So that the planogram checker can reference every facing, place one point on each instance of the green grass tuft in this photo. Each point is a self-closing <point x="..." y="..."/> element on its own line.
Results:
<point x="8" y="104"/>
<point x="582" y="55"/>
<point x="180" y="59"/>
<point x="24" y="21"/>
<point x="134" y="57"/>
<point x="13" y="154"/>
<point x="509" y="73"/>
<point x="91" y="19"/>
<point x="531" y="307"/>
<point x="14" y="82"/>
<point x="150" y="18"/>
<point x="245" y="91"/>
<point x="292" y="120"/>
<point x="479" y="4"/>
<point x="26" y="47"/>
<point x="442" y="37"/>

:::::

[Work order] Write all the entries out again exactly as they are.

[Finished task]
So that the planogram checker can reference every facing, place one point on each instance of the green grass tuft in this photo. Each point is a self-closing <point x="..." y="..."/> element on its own line.
Results:
<point x="8" y="104"/>
<point x="582" y="55"/>
<point x="180" y="59"/>
<point x="24" y="21"/>
<point x="134" y="57"/>
<point x="13" y="154"/>
<point x="509" y="73"/>
<point x="91" y="19"/>
<point x="531" y="307"/>
<point x="14" y="82"/>
<point x="150" y="18"/>
<point x="245" y="91"/>
<point x="292" y="120"/>
<point x="479" y="4"/>
<point x="26" y="47"/>
<point x="442" y="37"/>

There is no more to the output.